▸ Extracted information:

*****

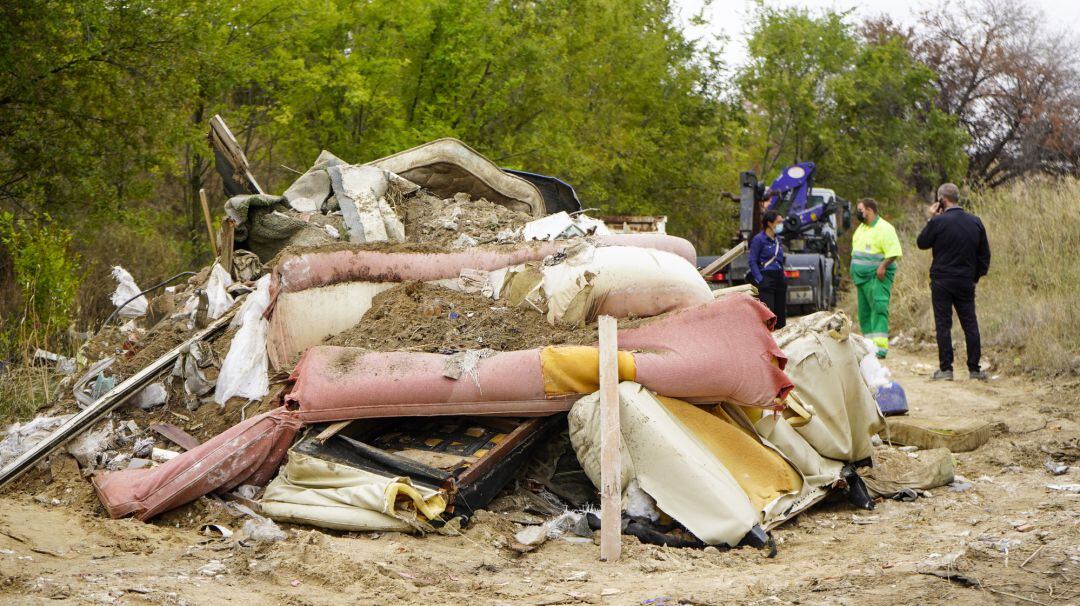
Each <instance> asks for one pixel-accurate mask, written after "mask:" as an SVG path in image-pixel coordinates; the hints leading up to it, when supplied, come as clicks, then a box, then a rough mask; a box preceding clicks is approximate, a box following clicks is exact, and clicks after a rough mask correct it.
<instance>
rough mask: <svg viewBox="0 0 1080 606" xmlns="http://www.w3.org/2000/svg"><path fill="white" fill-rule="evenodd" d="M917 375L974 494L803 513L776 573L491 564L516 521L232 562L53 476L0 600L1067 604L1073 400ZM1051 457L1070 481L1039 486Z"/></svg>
mask: <svg viewBox="0 0 1080 606" xmlns="http://www.w3.org/2000/svg"><path fill="white" fill-rule="evenodd" d="M932 362H933V361H932V359H931V355H930V353H929V352H923V353H913V352H895V353H894V354H893V356H892V358H891V359H890V360H889V366H890V368H891V369H892V371H893V373H894V375H895V376H896V378H897V379H899V380H900V381H901V382H902V385H903V386H904V388H905V389H906V390H907V393H908V396H909V401H910V403H912V405H913V408H914V409H913V413H915V414H918V413H923V414H928V413H939V414H941V413H948V414H955V415H963V416H974V417H978V418H984V419H986V420H989V421H993V422H996V423H998V426H997V428H996V430H995V434H994V437H993V439H991V441H990V443H989V444H987V445H985V446H983V447H982V448H980V449H978V450H975V452H973V453H967V454H959V455H957V457H956V459H957V471H958V473H960V474H961V475H963V476H964V477H967V480H968V481H969V482H971V483H972V485H973V486H972V487H971V488H970V489H967V490H963V491H950V490H949V489H946V488H940V489H936V490H933V494H932V496H931V497H929V498H921V499H918V500H917V501H915V502H897V501H885V502H881V503H879V504H878V507H877V509H876V510H875V511H873V512H865V511H856V510H853V509H852V508H850V507H849V506H847V504H846V503H842V502H838V503H824V504H821V506H818V507H816V508H814V509H812V510H811V511H810V512H808V513H805V514H802V515H800V516H799V517H798V519H796V520H795V521H794V522H792V523H788V524H787V525H785V526H782V527H781V528H779V529H777V530H775V531H774V536H775V538H777V541H778V543H779V546H778V547H779V554H778V555H777V556H775V557H774V558H768V557H767V556H766V555H767V554H766V553H765V552H762V551H757V550H753V549H742V550H734V551H728V552H714V551H713V550H708V551H707V552H701V551H693V550H675V549H666V548H657V547H651V546H643V544H640V543H638V542H637V540H636V539H633V538H629V537H624V550H623V558H622V560H621V561H620V562H619V563H616V564H602V563H599V562H598V561H597V556H598V548H597V547H596V546H594V544H591V543H585V544H572V543H568V542H564V541H561V540H552V541H549V542H548V543H546V544H544V546H542V547H541V548H540V549H539V550H538V551H536V552H532V553H528V554H525V555H517V554H515V553H514V552H512V551H510V550H508V549H505V548H504V547H503V546H505V544H507V543H508V542H509V540H510V538H511V537H512V535H513V533H514V530H515V526H514V524H513V523H511V522H509V521H505V520H502V519H500V517H498V516H497V515H495V514H484V515H478V516H477V517H476V519H475V521H474V523H473V524H472V525H471V526H470V527H469V528H468V529H467V530H464V531H463V535H462V536H457V537H454V536H428V537H422V538H421V537H411V536H405V535H397V534H384V535H381V536H373V535H350V534H333V533H324V531H320V530H313V529H310V528H303V527H288V528H287V530H288V533H289V538H288V539H287V540H286V541H283V542H279V543H273V544H270V546H264V547H258V548H244V547H237V546H233V544H230V543H229V541H225V540H222V539H211V538H208V537H204V536H202V535H200V534H198V533H197V531H195V530H194V529H193V528H191V527H190V524H185V523H183V522H185V521H184V520H177V519H170V517H168V516H165V519H164V520H161V521H158V522H157V523H154V524H144V523H139V522H133V521H130V520H122V521H111V520H106V519H105V517H104V515H103V513H102V510H100V508H99V506H97V504H96V501H95V500H94V499H93V496H92V495H91V494H90V489H89V486H87V485H86V483H85V482H83V481H81V480H78V479H75V477H72V476H71V474H73V473H76V472H75V470H71V469H69V468H65V467H64V466H57V469H53V472H52V474H51V475H52V476H54V477H56V480H54V481H52V482H51V483H50V482H46V481H42V482H41V483H40V484H39V485H31V486H29V490H30V491H29V493H26V494H6V495H4V496H3V497H0V603H3V604H55V603H68V604H228V603H231V604H296V605H307V604H311V605H324V604H325V605H329V604H390V603H394V604H463V603H469V604H476V605H481V604H572V603H579V602H580V603H590V604H643V603H644V604H677V603H689V604H727V603H741V604H852V605H856V604H858V605H860V606H873V605H877V604H880V605H890V606H894V605H902V604H920V605H922V604H944V603H949V604H972V605H975V604H977V605H980V606H982V605H985V604H987V603H991V604H1014V603H1015V604H1044V605H1050V604H1054V605H1057V604H1078V603H1080V495H1075V494H1069V493H1066V491H1061V490H1053V489H1050V488H1048V487H1047V485H1048V484H1077V483H1080V443H1078V441H1080V416H1078V413H1080V398H1078V395H1077V391H1078V388H1080V385H1078V382H1077V381H1075V380H1072V381H1069V382H1065V381H1048V380H1041V381H1034V380H1029V379H1027V378H1023V377H1002V378H1000V379H998V380H995V381H991V382H989V383H977V382H973V381H967V380H963V379H962V378H961V379H959V380H957V381H956V382H951V383H944V385H941V383H929V382H928V381H927V374H929V372H930V371H931V369H932V368H931V364H932ZM1048 452H1049V453H1051V454H1053V456H1054V457H1055V458H1056V459H1057V460H1061V461H1064V462H1066V463H1069V464H1074V466H1078V467H1074V468H1071V469H1070V470H1069V471H1068V473H1067V474H1066V475H1062V476H1056V477H1055V476H1052V475H1051V474H1050V473H1049V472H1048V471H1047V470H1044V469H1043V461H1044V460H1045V459H1047V457H1048V456H1050V455H1048ZM45 475H46V476H48V475H50V474H45ZM174 517H175V516H174ZM235 525H237V526H239V522H238V523H237V524H235ZM958 554H959V555H958ZM943 558H948V560H953V558H956V563H955V565H954V568H953V570H955V571H956V573H957V574H958V576H959V577H960V578H954V580H953V581H950V580H946V579H943V578H939V577H935V576H930V575H927V574H922V573H921V571H923V570H928V569H932V568H934V565H933V562H941V561H942V560H943ZM649 601H651V602H649Z"/></svg>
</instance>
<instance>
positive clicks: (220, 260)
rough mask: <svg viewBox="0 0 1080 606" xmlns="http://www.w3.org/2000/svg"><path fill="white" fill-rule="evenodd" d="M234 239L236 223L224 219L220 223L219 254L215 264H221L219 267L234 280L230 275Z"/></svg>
mask: <svg viewBox="0 0 1080 606" xmlns="http://www.w3.org/2000/svg"><path fill="white" fill-rule="evenodd" d="M235 239H237V221H234V220H232V219H231V218H228V217H226V219H225V220H224V221H221V253H220V255H218V257H217V262H219V264H221V267H222V268H225V270H226V271H228V272H229V275H232V277H233V278H235V275H233V273H232V252H233V250H234V246H235Z"/></svg>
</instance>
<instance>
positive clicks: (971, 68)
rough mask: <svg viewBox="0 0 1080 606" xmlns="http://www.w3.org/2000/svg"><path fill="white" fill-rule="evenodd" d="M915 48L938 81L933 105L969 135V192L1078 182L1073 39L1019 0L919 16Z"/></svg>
mask: <svg viewBox="0 0 1080 606" xmlns="http://www.w3.org/2000/svg"><path fill="white" fill-rule="evenodd" d="M915 50H916V53H917V55H918V57H919V58H920V59H921V60H923V62H924V63H926V64H927V65H928V66H929V67H930V68H931V69H933V70H934V72H935V75H936V78H935V81H934V84H935V87H936V93H937V94H936V105H937V107H939V108H940V109H941V110H942V111H945V112H947V113H948V115H950V116H954V117H956V119H957V120H959V122H960V124H962V125H963V127H964V129H966V131H967V132H968V134H969V136H970V142H971V143H970V147H969V149H968V151H969V154H970V157H971V161H970V163H969V171H968V178H969V179H970V180H971V183H972V184H976V185H977V184H985V185H987V186H989V187H997V186H999V185H1001V184H1003V183H1007V181H1009V180H1010V179H1013V178H1015V177H1018V176H1022V175H1025V174H1029V173H1037V172H1038V173H1049V174H1057V175H1078V174H1080V122H1078V118H1080V90H1078V87H1077V85H1076V82H1077V80H1078V77H1080V72H1078V69H1077V67H1076V63H1077V58H1078V56H1080V54H1078V52H1077V51H1078V46H1077V42H1076V40H1075V38H1074V37H1072V36H1071V35H1069V33H1068V32H1064V31H1063V32H1054V31H1052V30H1051V29H1050V28H1049V27H1048V24H1047V21H1045V16H1044V15H1043V14H1042V13H1040V12H1039V11H1037V10H1035V9H1032V8H1031V6H1030V5H1028V4H1027V3H1026V2H1024V1H1023V0H961V1H959V2H955V3H943V4H940V5H939V6H936V8H934V9H932V10H929V11H926V12H923V13H922V15H921V18H920V24H919V27H918V28H917V29H916V31H915Z"/></svg>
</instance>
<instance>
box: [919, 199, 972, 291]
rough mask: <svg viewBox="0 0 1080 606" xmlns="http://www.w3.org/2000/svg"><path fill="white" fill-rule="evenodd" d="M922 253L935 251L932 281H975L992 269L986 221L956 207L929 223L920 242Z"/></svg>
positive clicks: (931, 220)
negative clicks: (955, 278) (953, 279)
mask: <svg viewBox="0 0 1080 606" xmlns="http://www.w3.org/2000/svg"><path fill="white" fill-rule="evenodd" d="M917 243H918V245H919V248H920V250H923V251H926V250H928V248H933V252H934V260H933V262H932V264H931V265H930V279H931V280H940V279H948V278H959V279H963V280H973V281H975V282H978V279H980V278H982V277H984V275H986V272H987V271H989V269H990V243H989V241H988V240H987V239H986V228H985V227H983V221H981V220H978V217H976V216H975V215H972V214H971V213H966V212H964V211H963V210H962V208H960V207H959V206H954V207H951V208H949V210H947V211H945V212H944V213H942V214H940V215H937V216H935V217H933V218H932V219H930V220H929V221H927V226H926V227H923V228H922V232H921V233H919V239H918V240H917Z"/></svg>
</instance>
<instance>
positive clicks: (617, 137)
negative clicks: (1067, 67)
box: [0, 0, 966, 331]
mask: <svg viewBox="0 0 1080 606" xmlns="http://www.w3.org/2000/svg"><path fill="white" fill-rule="evenodd" d="M674 15H675V11H674V10H673V6H672V3H671V2H670V1H669V0H549V1H545V2H518V1H515V0H394V1H391V0H368V1H365V2H354V1H351V0H246V1H244V2H239V1H237V0H206V1H195V0H125V1H122V2H82V1H77V0H14V1H12V2H6V3H4V4H3V6H2V8H0V70H2V72H3V78H0V208H2V210H4V211H11V212H13V213H15V214H16V215H17V216H19V217H40V216H43V215H44V214H45V213H48V214H49V215H50V216H52V217H54V218H55V220H56V223H55V224H53V223H51V221H49V220H43V221H33V220H28V223H27V225H28V226H37V227H35V228H33V229H44V228H42V227H41V226H45V227H46V228H48V229H49V230H55V229H57V228H58V226H63V227H64V228H65V229H67V230H69V231H70V233H71V234H73V241H72V242H71V246H70V247H68V246H67V244H66V243H65V244H64V248H65V251H76V252H78V253H80V254H81V257H80V259H81V260H79V261H77V260H76V257H75V256H72V253H70V252H68V253H66V254H65V255H60V256H59V257H57V258H58V259H60V260H59V261H57V262H62V266H63V267H64V268H65V271H67V272H68V274H70V275H71V277H72V278H71V280H72V281H75V283H78V280H77V279H76V278H73V277H76V275H85V277H86V280H85V282H84V283H83V284H82V285H81V287H80V291H79V294H78V297H77V299H76V300H77V301H79V305H78V307H79V309H80V311H81V312H82V313H83V314H84V315H83V318H81V319H80V320H81V322H83V323H84V324H93V322H94V321H95V320H99V319H100V318H102V315H103V314H104V313H106V312H107V308H108V305H107V302H106V297H107V294H108V292H110V291H111V287H112V283H111V282H110V281H109V280H107V278H106V273H105V272H106V270H107V268H108V267H109V266H111V265H114V264H118V262H119V264H122V265H124V266H125V267H127V268H129V269H130V270H131V271H132V272H133V274H134V275H135V278H136V280H137V281H139V283H144V282H148V281H153V280H156V279H160V278H164V277H166V275H168V274H171V273H173V272H175V271H178V270H181V269H188V268H190V267H192V266H197V265H201V264H202V262H204V261H206V260H207V259H208V248H210V247H208V245H207V243H206V233H205V229H204V227H203V219H202V213H201V208H200V206H199V202H198V191H199V189H200V188H206V189H207V190H208V191H210V193H211V200H212V202H213V204H214V206H215V207H218V208H219V204H220V202H221V194H220V189H219V188H220V186H219V180H218V179H217V177H216V176H215V175H214V171H213V158H212V156H211V154H210V152H208V149H207V147H206V144H205V134H206V123H207V121H208V119H210V118H211V117H212V116H213V115H215V113H220V115H222V116H224V117H225V118H226V120H227V121H228V123H229V124H230V126H231V127H232V130H233V132H234V133H235V134H237V136H238V139H239V140H240V143H241V145H242V146H243V147H244V149H245V152H246V153H247V156H248V158H249V159H251V161H252V162H253V166H254V172H255V175H256V177H257V178H258V180H259V181H260V183H261V184H262V185H264V187H265V188H266V189H268V190H270V191H281V190H283V189H284V188H285V187H286V186H287V185H288V184H289V183H291V181H292V180H293V179H294V178H295V176H296V174H295V173H294V172H292V171H289V170H287V169H286V166H287V167H292V169H297V170H303V169H306V167H307V166H308V165H309V164H310V163H311V161H312V160H313V159H314V158H315V157H316V156H318V153H319V152H320V150H322V149H328V150H330V151H333V152H335V153H337V154H338V156H340V157H341V158H343V159H345V160H347V161H350V162H366V161H368V160H373V159H375V158H379V157H381V156H386V154H389V153H393V152H396V151H400V150H402V149H405V148H408V147H411V146H415V145H419V144H422V143H426V142H428V140H431V139H434V138H437V137H445V136H453V137H458V138H460V139H462V140H464V142H465V143H468V144H469V145H471V146H473V147H475V148H476V149H477V150H478V151H481V152H483V153H485V154H486V156H488V157H489V158H491V159H492V160H494V161H495V162H497V163H498V164H499V165H502V166H507V167H512V169H524V170H528V171H532V172H539V173H545V174H551V175H556V176H558V177H562V178H563V179H565V180H567V181H569V183H570V184H572V185H573V186H575V187H576V188H577V190H578V192H579V196H580V198H581V200H582V202H583V203H584V205H585V206H586V207H591V208H598V210H599V211H600V213H605V214H665V215H669V217H670V223H669V229H670V230H671V232H673V233H676V234H679V235H686V237H687V238H689V239H690V240H691V241H693V242H694V244H697V245H698V247H699V250H700V251H701V253H702V254H708V253H718V252H720V251H721V250H723V248H726V247H727V245H728V243H729V238H730V234H731V232H732V228H733V211H734V206H733V205H732V204H731V203H730V202H726V201H724V202H721V198H720V196H719V193H720V191H723V190H732V189H734V187H735V186H737V179H738V174H739V172H740V171H742V170H746V169H755V170H757V171H758V172H759V174H762V176H766V175H765V173H770V172H774V171H775V169H778V167H779V166H780V165H784V164H787V163H791V162H794V161H801V160H813V161H815V162H818V164H819V170H820V183H821V184H822V185H827V186H832V187H834V188H836V189H837V190H838V191H839V192H840V193H841V196H845V197H847V198H849V199H853V198H858V197H860V196H866V194H872V196H877V197H880V198H882V199H885V200H886V201H888V200H889V199H890V198H895V197H902V196H904V194H906V193H907V192H908V191H909V190H910V187H912V186H913V185H914V186H917V187H919V188H924V187H926V185H927V184H929V183H932V181H936V180H937V179H939V178H943V177H944V176H947V175H953V174H959V173H960V172H961V171H962V164H963V145H964V140H966V139H964V138H963V136H962V135H961V134H960V133H961V131H959V130H958V129H957V126H956V123H955V121H954V120H953V119H951V118H948V117H946V116H944V115H942V113H940V112H939V111H937V110H936V109H934V104H933V103H932V100H933V96H932V91H931V90H930V84H929V83H930V81H931V80H932V79H933V78H932V77H933V75H932V73H930V72H929V70H928V69H927V68H926V67H924V66H923V65H921V64H919V63H917V62H915V60H913V59H912V53H910V52H909V50H908V49H907V46H906V45H905V43H904V40H903V39H902V38H900V37H899V36H894V37H891V38H890V37H888V36H883V37H878V38H874V39H870V38H867V37H863V36H860V35H859V33H858V32H856V31H855V28H854V26H853V24H852V22H851V19H850V18H849V17H848V16H847V15H845V14H839V13H828V12H826V13H822V14H821V15H812V14H810V13H808V12H806V11H800V10H797V9H793V10H771V9H761V10H760V12H759V18H758V21H757V22H756V23H755V24H753V26H752V32H751V40H750V50H751V64H750V65H748V66H747V68H746V69H745V70H743V72H742V73H741V75H740V77H739V78H738V79H737V80H731V79H730V78H728V77H727V76H726V73H727V72H726V68H725V66H724V65H723V64H721V62H720V60H719V58H718V54H717V52H716V51H715V50H711V49H707V48H703V46H701V45H700V44H698V43H696V42H693V41H691V40H688V39H687V38H686V36H685V35H684V33H683V31H681V30H680V28H679V26H678V25H677V23H676V21H675V16H674ZM768 176H771V175H768ZM217 212H218V213H219V211H217ZM57 233H59V232H57ZM18 245H19V246H21V245H23V243H22V241H21V243H19V244H18ZM52 245H53V246H58V243H56V242H53V244H52ZM33 254H36V253H26V255H30V256H32V255H33ZM19 255H23V253H22V252H18V251H11V256H12V257H15V256H19ZM0 260H2V259H0ZM63 264H67V265H63ZM0 265H2V264H0ZM0 270H3V268H0ZM51 270H53V271H56V270H58V268H51ZM49 280H52V278H50V279H49ZM57 284H58V283H57ZM67 286H70V284H67V283H65V287H67ZM2 287H3V285H2V284H0V289H2ZM62 289H63V288H62ZM67 293H68V291H65V297H66V298H60V299H58V301H59V302H57V304H55V305H62V304H63V305H66V306H67V307H66V312H70V311H72V307H71V305H72V304H71V302H70V300H71V299H70V297H69V296H68V295H67ZM33 300H38V299H33ZM65 301H66V302H65ZM51 305H52V304H51ZM33 313H36V314H37V315H35V320H31V321H29V322H31V323H33V322H39V323H42V322H43V324H42V325H43V326H54V325H56V323H57V322H59V320H58V318H59V315H58V314H57V313H53V312H52V311H50V312H49V313H48V314H45V315H41V313H44V312H43V311H41V310H35V311H33ZM49 329H50V331H51V329H53V328H49Z"/></svg>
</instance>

*****

▸ Exercise aim:
Using only the entries above, output the line with "positive clicks: (931, 220)", the line with "negative clicks: (1067, 67)", and all lines between them, exactly as they stand.

▸ Answer box:
positive clicks: (931, 220)
negative clicks: (955, 278) (953, 279)
mask: <svg viewBox="0 0 1080 606" xmlns="http://www.w3.org/2000/svg"><path fill="white" fill-rule="evenodd" d="M917 243H918V245H919V248H920V250H923V251H926V250H928V248H933V252H934V260H933V262H932V264H931V265H930V279H931V280H940V279H948V278H959V279H963V280H973V281H975V282H978V279H980V278H982V277H984V275H986V272H987V271H989V269H990V243H989V241H988V240H987V239H986V228H985V227H983V221H981V220H978V217H976V216H975V215H972V214H971V213H966V212H964V211H963V210H962V208H960V207H959V206H954V207H951V208H949V210H947V211H945V212H944V213H942V214H940V215H937V216H935V217H933V218H932V219H930V220H929V221H927V226H926V227H923V228H922V232H921V233H919V239H918V240H917Z"/></svg>
</instance>
<instance>
positive clicks: (617, 137)
negative clicks: (1067, 67)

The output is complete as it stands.